--- START OF SUPPLIED MATERIAL ---
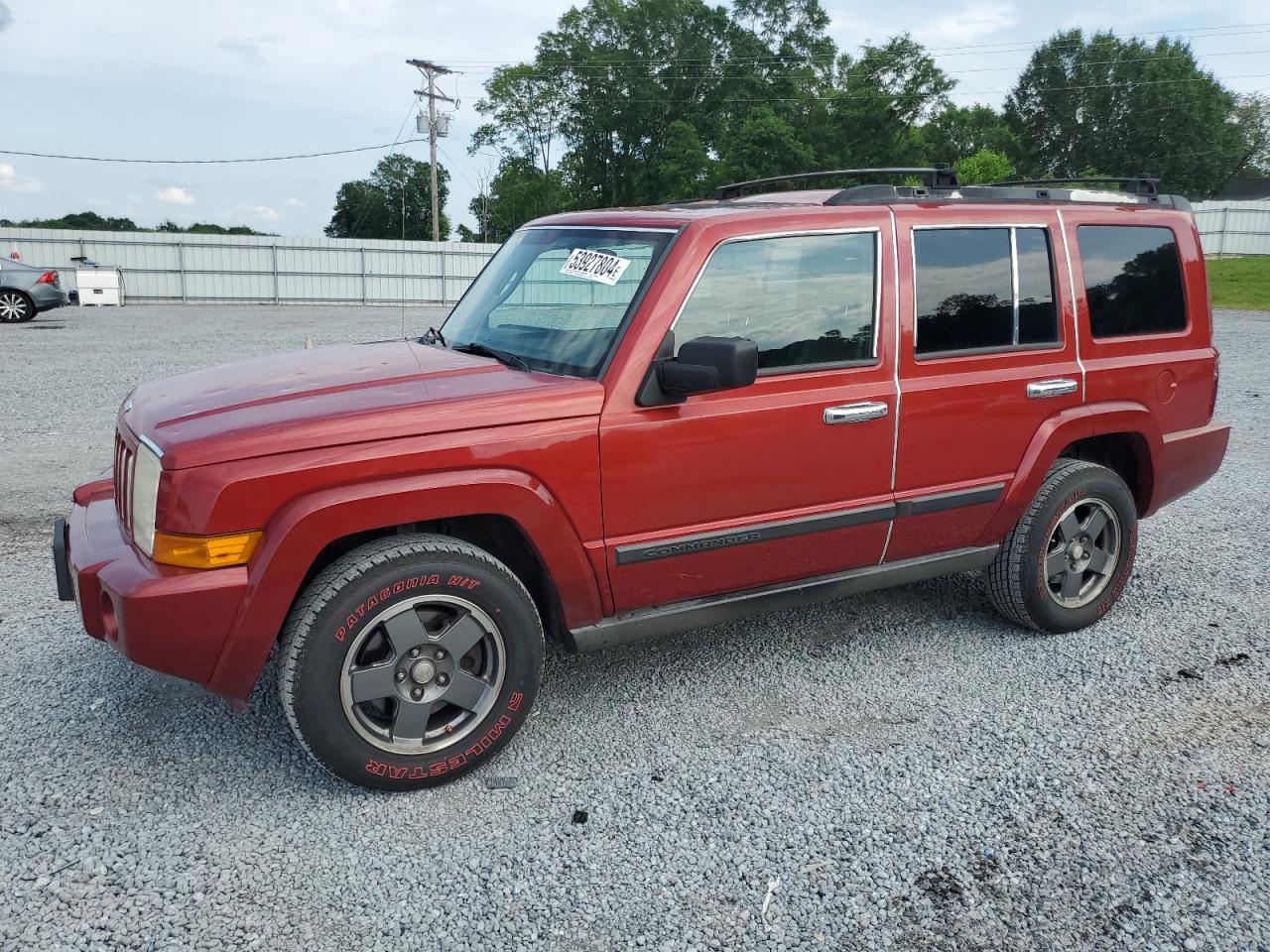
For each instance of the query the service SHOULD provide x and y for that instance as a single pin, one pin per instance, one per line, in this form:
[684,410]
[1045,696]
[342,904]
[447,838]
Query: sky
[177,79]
--- END OF SUPPLIED MATERIAL ---
--- START OF SUPPLIED MATERIAL ---
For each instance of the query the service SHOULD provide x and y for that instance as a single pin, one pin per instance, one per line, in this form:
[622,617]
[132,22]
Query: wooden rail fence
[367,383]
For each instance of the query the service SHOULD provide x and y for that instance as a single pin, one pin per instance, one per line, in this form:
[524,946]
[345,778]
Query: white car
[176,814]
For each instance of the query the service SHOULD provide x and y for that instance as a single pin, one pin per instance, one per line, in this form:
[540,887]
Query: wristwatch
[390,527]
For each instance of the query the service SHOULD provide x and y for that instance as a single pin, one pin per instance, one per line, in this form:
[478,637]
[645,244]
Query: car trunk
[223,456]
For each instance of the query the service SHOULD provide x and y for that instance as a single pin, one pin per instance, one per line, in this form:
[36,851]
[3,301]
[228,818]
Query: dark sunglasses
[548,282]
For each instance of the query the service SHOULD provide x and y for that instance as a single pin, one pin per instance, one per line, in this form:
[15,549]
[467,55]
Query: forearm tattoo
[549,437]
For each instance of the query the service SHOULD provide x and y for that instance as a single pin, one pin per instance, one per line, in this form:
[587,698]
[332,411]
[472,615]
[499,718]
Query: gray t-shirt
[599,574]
--- END OF SUPPLIED MATERIAL ---
--- START OF SUPPLIED MATERIAL ---
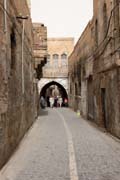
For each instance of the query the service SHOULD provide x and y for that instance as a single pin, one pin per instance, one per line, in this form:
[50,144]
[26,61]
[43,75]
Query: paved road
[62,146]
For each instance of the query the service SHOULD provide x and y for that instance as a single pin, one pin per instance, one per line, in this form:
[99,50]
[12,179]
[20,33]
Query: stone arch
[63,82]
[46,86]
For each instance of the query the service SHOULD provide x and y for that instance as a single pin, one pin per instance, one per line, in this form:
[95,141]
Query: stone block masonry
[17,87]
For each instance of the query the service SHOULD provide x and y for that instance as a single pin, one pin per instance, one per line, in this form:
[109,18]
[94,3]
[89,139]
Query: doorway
--- END OF SUPPLIED MATERIAL ---
* PROBLEM TO SOLVE *
Select and copy each line above that contains the string "stone". Case counts.

* ANSWER FOR THIS EXERCISE *
Query: stone arch
Query: stone block masonry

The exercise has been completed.